_INSTRUCTIONS TO FOLLOW_.
What are the lines, copied exactly, from the one containing "hey siri or whatever, detect the white round" through the last line of the records below, both included?

_Stored items_.
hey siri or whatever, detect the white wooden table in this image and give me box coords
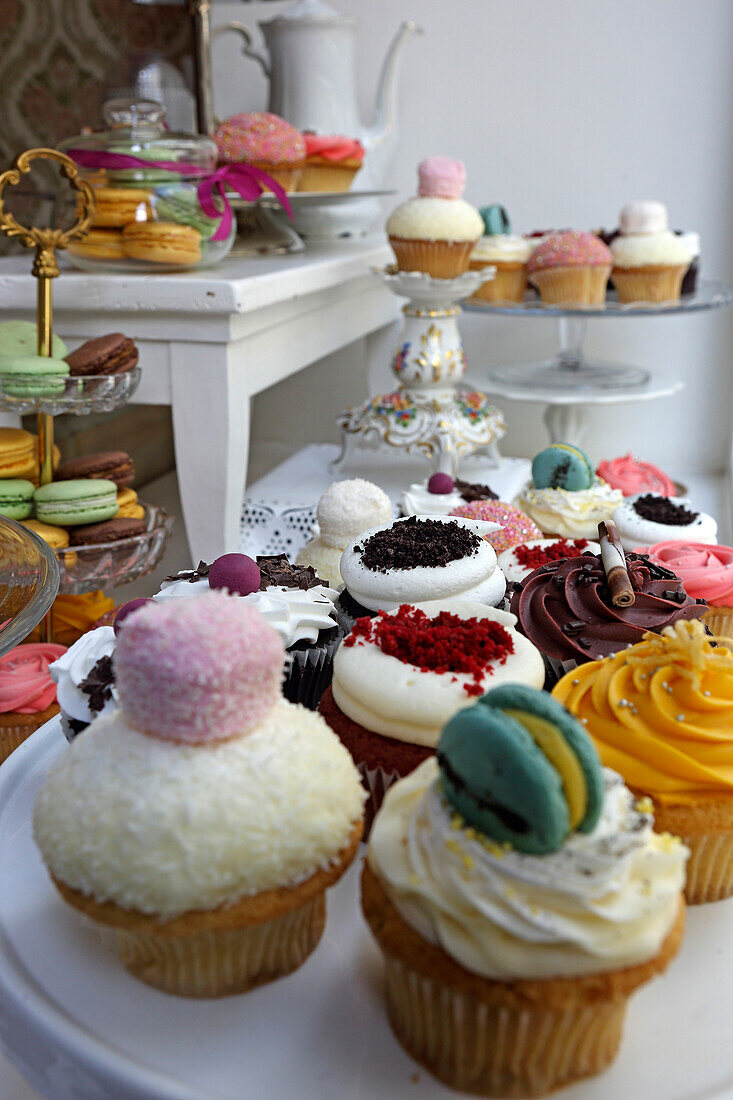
[0,240,397,563]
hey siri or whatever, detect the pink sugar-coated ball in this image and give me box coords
[114,591,284,744]
[450,501,543,555]
[418,157,466,200]
[527,231,612,273]
[428,472,455,495]
[113,598,155,636]
[213,111,305,167]
[209,553,261,597]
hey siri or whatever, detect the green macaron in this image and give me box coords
[34,478,119,527]
[531,443,595,491]
[0,321,67,360]
[437,683,604,855]
[0,355,70,398]
[154,186,219,240]
[0,478,35,520]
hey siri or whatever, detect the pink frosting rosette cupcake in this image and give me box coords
[597,453,677,497]
[0,643,67,761]
[299,134,365,193]
[213,111,305,191]
[527,231,612,305]
[640,540,733,638]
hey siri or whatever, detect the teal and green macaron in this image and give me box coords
[0,321,67,360]
[532,443,595,491]
[437,684,604,855]
[0,479,35,520]
[479,204,511,236]
[0,356,70,398]
[34,478,119,527]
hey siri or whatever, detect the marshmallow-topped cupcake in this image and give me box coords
[386,157,483,278]
[296,478,392,586]
[34,593,365,997]
[336,515,506,631]
[610,201,695,302]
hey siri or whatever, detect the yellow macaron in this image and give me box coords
[21,518,70,550]
[0,428,36,478]
[68,230,127,262]
[83,187,153,229]
[116,487,145,520]
[121,221,202,266]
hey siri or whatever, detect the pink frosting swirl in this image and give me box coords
[639,541,733,604]
[418,157,465,199]
[527,231,611,272]
[304,134,364,162]
[214,112,305,166]
[0,643,67,714]
[596,454,676,497]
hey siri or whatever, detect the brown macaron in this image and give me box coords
[65,334,138,377]
[68,517,146,547]
[55,451,135,489]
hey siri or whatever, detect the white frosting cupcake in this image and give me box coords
[518,479,623,540]
[611,230,695,268]
[612,494,718,552]
[470,235,531,263]
[386,196,483,243]
[50,626,117,726]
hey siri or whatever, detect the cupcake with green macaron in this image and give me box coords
[362,683,687,1097]
[469,204,532,303]
[518,442,623,539]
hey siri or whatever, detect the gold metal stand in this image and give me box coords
[0,148,95,639]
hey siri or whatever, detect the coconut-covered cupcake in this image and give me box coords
[400,472,497,518]
[335,515,506,632]
[519,443,623,539]
[554,620,732,904]
[363,685,686,1096]
[613,494,718,552]
[527,231,611,305]
[320,600,544,832]
[154,553,342,709]
[386,158,483,278]
[296,478,392,586]
[610,202,695,302]
[0,643,67,761]
[498,537,600,585]
[34,593,365,997]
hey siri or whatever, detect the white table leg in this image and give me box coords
[169,340,250,564]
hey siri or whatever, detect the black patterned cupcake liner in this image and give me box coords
[283,628,343,711]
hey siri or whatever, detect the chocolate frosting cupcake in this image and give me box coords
[510,552,706,663]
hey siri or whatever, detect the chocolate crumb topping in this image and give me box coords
[164,560,210,584]
[455,478,498,503]
[633,494,699,526]
[78,655,114,715]
[256,554,326,591]
[356,516,481,572]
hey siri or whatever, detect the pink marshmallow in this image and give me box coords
[114,591,284,743]
[418,157,465,200]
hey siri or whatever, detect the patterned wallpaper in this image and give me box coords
[0,0,191,252]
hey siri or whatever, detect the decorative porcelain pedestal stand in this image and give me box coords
[335,267,506,476]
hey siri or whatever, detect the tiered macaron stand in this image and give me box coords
[464,280,733,444]
[0,149,172,636]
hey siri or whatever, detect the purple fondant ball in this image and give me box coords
[209,553,261,596]
[114,597,155,635]
[428,472,455,495]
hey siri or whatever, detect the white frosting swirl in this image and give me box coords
[34,699,365,919]
[339,517,506,612]
[368,761,686,980]
[470,235,531,263]
[49,627,117,724]
[400,482,465,517]
[332,600,544,746]
[612,494,718,552]
[518,479,623,539]
[386,196,483,242]
[153,574,340,648]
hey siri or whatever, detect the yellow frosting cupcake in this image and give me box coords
[553,620,733,903]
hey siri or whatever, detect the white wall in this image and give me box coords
[214,0,733,481]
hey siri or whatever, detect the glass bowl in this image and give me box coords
[56,504,173,595]
[0,368,141,416]
[0,517,59,656]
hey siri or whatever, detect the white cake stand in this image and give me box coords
[335,266,507,477]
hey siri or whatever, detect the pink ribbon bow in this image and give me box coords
[67,149,293,242]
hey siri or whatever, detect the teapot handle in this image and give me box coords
[212,22,271,78]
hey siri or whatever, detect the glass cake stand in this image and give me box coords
[0,368,141,416]
[464,279,733,392]
[55,504,173,595]
[0,517,59,656]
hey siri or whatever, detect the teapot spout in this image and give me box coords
[364,20,422,149]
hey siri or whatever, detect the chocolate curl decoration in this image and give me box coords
[598,520,635,607]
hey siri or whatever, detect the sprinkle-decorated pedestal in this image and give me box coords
[335,267,506,476]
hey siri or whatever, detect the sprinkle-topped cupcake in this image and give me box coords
[386,158,483,278]
[34,593,365,997]
[362,684,686,1095]
[527,231,611,305]
[213,111,306,191]
[449,499,542,554]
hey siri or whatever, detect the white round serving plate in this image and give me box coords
[1,720,733,1100]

_ANSWER_.
hey siri or whatever, detect the white round serving plate in this image and give me box coords
[1,720,733,1100]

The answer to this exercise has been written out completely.